- PAGE EXTRACT:
--- --- ---

It would be interesting to know if any of our “wonderful Super GMs spared a thought on helping the veterans who contributed so much to the game. But then where is the time when you are chasing ratings or raking money through mindless advertising?
Karpablanca Karpablanca 5/5/2014 07:01
I can understand where the previous two commenters are coming from. Magnus Carlsen making more money does not directly help anyone other than Magnus Carlsen. But you have to understand that these numbers don’t exist in a vacuum. Why was there more money this year? Why were prize funds bigger? Presumably because tournament sponsors felt that there was enough interest in the game to justify their investment.

No one is suggesting that the top players’ salaries are going to help the chess community. But they are an indicator of the sport’s broader fortunes. It’s naïve to simply assert that “millions should be invested in the community”. Whose millions? Yours? The more popular the game becomes, the more money its top players will make, and the more money will be available for chess clubs, chess education, etc. Every chess fan should be thrilled to see players’ incomes going up.
anonymous2014 anonymous2014 5/5/2014 01:00
"The total estimated prize winnings of the world’s top-ten chess players has increased from $5,360,000 to $7,510,000. Obviously, this is a positive sign for chess."

--- --- ---

- EXTRACTED DATA:

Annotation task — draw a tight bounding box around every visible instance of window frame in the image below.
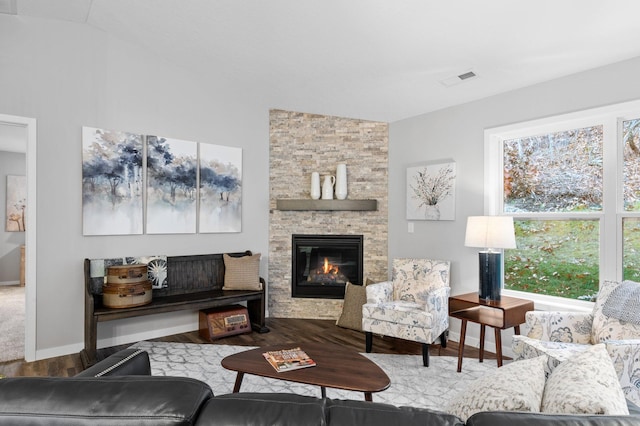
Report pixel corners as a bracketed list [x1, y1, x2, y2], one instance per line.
[484, 100, 640, 311]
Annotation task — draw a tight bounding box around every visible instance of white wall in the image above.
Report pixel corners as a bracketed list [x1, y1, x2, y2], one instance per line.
[0, 15, 269, 359]
[0, 151, 27, 284]
[389, 58, 640, 349]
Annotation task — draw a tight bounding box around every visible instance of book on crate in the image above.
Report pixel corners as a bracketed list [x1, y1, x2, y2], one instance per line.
[262, 348, 316, 373]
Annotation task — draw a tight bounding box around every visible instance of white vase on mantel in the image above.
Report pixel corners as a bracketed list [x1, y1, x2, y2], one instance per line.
[336, 164, 347, 200]
[322, 175, 336, 200]
[309, 172, 320, 200]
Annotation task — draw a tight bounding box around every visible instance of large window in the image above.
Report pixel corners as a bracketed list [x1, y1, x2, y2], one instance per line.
[485, 102, 640, 301]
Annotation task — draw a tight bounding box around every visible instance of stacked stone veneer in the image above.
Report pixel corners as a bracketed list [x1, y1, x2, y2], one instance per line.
[268, 110, 389, 319]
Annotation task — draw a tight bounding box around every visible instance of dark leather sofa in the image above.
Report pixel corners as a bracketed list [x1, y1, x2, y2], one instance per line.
[0, 349, 640, 426]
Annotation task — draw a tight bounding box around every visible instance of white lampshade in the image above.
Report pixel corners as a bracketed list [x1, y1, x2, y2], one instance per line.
[464, 216, 516, 249]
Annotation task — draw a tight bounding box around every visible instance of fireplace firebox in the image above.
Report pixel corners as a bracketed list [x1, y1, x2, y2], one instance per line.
[291, 234, 363, 299]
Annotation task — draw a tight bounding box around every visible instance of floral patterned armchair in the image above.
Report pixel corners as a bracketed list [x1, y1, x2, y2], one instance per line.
[512, 281, 640, 405]
[362, 259, 451, 367]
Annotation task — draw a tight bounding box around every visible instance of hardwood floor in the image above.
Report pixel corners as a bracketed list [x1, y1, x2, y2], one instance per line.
[0, 318, 495, 377]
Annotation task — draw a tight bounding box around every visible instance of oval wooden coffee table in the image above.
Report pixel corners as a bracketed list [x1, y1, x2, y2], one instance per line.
[222, 343, 391, 401]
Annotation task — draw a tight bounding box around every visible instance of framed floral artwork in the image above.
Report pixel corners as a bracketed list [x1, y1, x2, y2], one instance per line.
[407, 161, 456, 220]
[5, 175, 27, 232]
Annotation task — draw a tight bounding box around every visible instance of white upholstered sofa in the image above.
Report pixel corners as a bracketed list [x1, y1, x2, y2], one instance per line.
[512, 281, 640, 405]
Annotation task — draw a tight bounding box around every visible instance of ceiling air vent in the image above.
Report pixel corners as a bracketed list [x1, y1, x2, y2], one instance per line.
[0, 0, 18, 15]
[440, 71, 478, 87]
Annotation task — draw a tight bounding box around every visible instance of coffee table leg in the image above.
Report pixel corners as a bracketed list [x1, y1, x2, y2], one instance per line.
[458, 320, 467, 373]
[479, 324, 486, 362]
[495, 327, 502, 367]
[233, 371, 244, 393]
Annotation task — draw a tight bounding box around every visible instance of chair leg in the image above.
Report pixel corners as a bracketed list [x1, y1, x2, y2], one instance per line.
[422, 343, 429, 367]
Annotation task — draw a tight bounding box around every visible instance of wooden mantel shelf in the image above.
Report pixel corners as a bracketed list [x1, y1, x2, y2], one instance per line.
[276, 200, 378, 211]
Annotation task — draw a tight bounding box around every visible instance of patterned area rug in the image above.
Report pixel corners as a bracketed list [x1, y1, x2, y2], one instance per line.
[132, 341, 496, 410]
[0, 285, 25, 362]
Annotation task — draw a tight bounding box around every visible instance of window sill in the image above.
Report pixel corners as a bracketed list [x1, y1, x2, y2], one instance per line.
[502, 289, 594, 312]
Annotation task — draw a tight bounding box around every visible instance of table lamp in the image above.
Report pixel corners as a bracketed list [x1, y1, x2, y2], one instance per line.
[464, 216, 516, 300]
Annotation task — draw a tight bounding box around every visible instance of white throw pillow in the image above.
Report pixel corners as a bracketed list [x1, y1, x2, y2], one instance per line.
[222, 253, 262, 290]
[445, 356, 547, 421]
[591, 281, 640, 345]
[541, 344, 629, 415]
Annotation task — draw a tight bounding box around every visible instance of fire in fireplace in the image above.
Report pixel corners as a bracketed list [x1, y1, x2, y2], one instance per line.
[291, 234, 363, 299]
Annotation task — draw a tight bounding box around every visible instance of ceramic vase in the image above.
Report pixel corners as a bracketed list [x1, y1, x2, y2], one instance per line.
[322, 175, 336, 200]
[336, 164, 347, 200]
[310, 172, 320, 200]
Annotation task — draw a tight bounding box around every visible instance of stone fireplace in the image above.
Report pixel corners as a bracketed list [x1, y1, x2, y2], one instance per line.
[291, 234, 362, 299]
[267, 110, 388, 320]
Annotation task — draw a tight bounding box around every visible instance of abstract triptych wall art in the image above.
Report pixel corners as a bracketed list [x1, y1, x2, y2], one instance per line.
[146, 136, 198, 234]
[82, 127, 144, 235]
[82, 127, 242, 235]
[200, 144, 242, 232]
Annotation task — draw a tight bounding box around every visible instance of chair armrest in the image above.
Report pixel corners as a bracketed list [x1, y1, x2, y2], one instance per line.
[365, 281, 393, 304]
[425, 286, 451, 329]
[525, 311, 593, 345]
[604, 339, 640, 406]
[425, 287, 451, 316]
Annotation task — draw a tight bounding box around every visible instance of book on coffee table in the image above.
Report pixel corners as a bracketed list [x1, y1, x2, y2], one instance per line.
[262, 348, 316, 372]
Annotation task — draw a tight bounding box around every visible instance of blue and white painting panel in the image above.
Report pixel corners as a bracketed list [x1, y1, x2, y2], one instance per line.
[199, 143, 242, 233]
[82, 127, 144, 235]
[147, 136, 198, 234]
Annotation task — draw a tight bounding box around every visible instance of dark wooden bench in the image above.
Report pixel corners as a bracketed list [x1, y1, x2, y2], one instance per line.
[80, 251, 269, 368]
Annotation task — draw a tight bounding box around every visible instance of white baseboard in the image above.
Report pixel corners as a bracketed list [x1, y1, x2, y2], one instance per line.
[36, 324, 198, 360]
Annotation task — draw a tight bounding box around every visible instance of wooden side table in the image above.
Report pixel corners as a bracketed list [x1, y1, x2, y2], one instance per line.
[449, 293, 533, 373]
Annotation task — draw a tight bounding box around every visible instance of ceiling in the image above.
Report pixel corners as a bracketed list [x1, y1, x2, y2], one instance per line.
[0, 0, 640, 122]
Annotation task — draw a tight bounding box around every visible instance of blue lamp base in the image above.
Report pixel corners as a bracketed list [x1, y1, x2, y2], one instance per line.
[478, 251, 502, 300]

--- --- ---

- REQUIRED TASKS:
• 1. Answer these questions from the chess comment thread:
(a) In the quoted line in the last comment, what did the total estimated prize winnings of the top-ten players rise from and to?
(b) According to the Karpablanca comment, why were prize funds presumably bigger?
(c) According to the first comment, what are the Super GMs busy chasing or doing?
• 2. Decide whether each statement agrees with the chess comment thread. Answer yes or no, and quote the words from the thread that settle it.
(a) The Karpablanca comment claims that top players' salaries will help the chess community.
(b) The anonymous2014 comment is dated 5/5/2014.
(c) The Karpablanca comment says chess fans should be pleased that players' incomes are rising.

- SOLUTION SET:
• 1.
(a) From $5,360,000 to $7,510,000.
(b) Tournament sponsors felt there was enough interest in the game to justify their investment.
(c) Chasing ratings or raking money through mindless advertising.

• 2.
(a) No: "No one is suggesting that the top players’ salaries are going to help the chess community."
(b) Yes: "anonymous2014 anonymous2014 5/5/2014 01:00"
(c) Yes: "Every chess fan should be thrilled to see players’ incomes going up."